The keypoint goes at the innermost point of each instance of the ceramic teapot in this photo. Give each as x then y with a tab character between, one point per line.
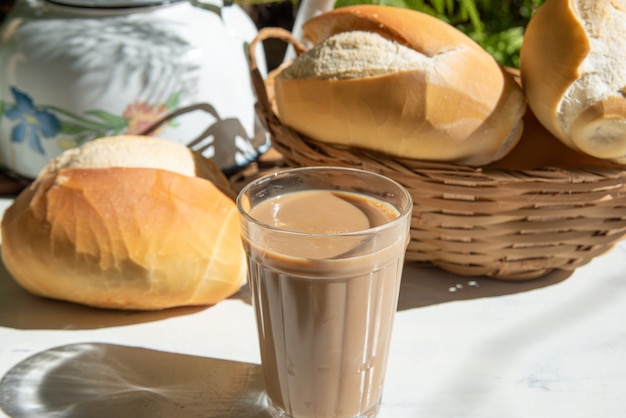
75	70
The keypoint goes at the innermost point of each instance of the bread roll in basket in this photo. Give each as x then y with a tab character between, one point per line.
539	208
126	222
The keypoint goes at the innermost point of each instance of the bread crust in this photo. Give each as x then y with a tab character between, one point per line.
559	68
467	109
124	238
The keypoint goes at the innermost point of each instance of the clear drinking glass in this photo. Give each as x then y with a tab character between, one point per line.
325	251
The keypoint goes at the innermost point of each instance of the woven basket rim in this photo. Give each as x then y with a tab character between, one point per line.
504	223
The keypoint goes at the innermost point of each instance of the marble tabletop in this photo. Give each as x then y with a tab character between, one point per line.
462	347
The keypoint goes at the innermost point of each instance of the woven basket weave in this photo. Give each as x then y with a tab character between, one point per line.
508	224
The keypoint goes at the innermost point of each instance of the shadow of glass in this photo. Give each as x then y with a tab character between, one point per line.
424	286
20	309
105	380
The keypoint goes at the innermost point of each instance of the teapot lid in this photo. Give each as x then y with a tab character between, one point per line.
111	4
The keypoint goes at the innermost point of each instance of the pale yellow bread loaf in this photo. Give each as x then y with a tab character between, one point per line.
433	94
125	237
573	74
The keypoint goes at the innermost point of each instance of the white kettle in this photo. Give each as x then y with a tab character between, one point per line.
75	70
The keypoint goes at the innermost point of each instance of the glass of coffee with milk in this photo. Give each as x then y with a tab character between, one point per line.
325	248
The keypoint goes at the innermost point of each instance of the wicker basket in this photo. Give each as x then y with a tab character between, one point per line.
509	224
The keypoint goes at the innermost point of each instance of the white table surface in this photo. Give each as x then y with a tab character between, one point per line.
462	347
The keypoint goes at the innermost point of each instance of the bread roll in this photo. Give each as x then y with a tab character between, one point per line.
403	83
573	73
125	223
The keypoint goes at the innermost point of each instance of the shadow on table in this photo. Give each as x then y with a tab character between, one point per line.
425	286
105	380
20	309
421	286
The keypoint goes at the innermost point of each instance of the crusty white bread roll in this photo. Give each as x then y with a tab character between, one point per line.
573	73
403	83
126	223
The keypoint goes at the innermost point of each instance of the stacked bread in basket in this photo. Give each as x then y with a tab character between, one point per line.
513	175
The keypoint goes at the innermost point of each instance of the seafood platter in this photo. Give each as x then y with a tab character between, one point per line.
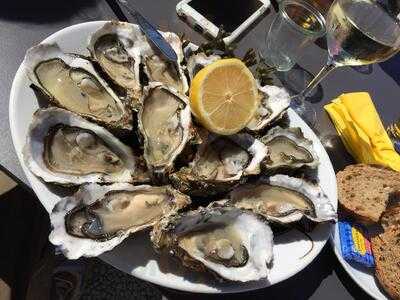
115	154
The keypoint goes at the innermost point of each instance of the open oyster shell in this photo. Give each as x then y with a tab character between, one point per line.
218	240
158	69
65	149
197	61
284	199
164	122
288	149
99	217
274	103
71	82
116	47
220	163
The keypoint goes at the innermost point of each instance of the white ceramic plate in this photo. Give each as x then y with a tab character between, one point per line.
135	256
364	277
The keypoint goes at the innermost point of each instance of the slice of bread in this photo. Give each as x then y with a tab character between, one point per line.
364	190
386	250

- - - - -

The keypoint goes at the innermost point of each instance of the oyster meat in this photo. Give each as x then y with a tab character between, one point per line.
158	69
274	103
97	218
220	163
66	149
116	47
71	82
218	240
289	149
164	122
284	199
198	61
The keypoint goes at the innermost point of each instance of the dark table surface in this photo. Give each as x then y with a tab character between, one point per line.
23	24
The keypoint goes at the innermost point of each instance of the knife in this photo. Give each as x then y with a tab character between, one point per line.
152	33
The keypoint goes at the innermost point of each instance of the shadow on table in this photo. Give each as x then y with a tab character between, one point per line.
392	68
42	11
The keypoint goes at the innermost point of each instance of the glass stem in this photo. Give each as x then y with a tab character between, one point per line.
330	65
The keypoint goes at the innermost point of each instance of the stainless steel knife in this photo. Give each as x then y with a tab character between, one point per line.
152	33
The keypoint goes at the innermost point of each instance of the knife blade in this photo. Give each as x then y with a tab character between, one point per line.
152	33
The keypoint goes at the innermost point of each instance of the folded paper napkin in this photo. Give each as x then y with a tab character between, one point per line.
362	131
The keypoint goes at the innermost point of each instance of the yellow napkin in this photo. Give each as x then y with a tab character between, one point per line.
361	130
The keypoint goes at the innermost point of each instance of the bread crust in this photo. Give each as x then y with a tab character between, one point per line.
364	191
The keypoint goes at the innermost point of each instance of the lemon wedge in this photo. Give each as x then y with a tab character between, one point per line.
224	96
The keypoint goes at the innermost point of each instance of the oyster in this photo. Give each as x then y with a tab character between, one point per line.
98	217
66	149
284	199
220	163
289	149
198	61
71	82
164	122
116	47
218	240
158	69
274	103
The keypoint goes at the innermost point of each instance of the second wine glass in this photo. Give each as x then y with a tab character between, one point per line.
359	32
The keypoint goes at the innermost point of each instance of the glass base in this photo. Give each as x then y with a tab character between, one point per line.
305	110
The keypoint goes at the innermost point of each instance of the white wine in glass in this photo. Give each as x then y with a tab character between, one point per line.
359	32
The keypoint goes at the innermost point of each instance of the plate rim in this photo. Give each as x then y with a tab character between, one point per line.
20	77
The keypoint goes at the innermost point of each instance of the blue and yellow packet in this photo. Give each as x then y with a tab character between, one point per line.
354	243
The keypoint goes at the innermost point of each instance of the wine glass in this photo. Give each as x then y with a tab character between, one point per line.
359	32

- - - - -

Stated problem: Pull out every line of the entries above that contains the word "napkin", matching case exactly.

The reply:
The keypoint goes at the innermost point of each instance of the folded paper napkin in this photo. Give each as x then y with a tab character between, one point per line.
The keypoint goes at the innermost point of each instance of the yellow napkin in this photo. Give each as x then y with a tab character between, one point per line.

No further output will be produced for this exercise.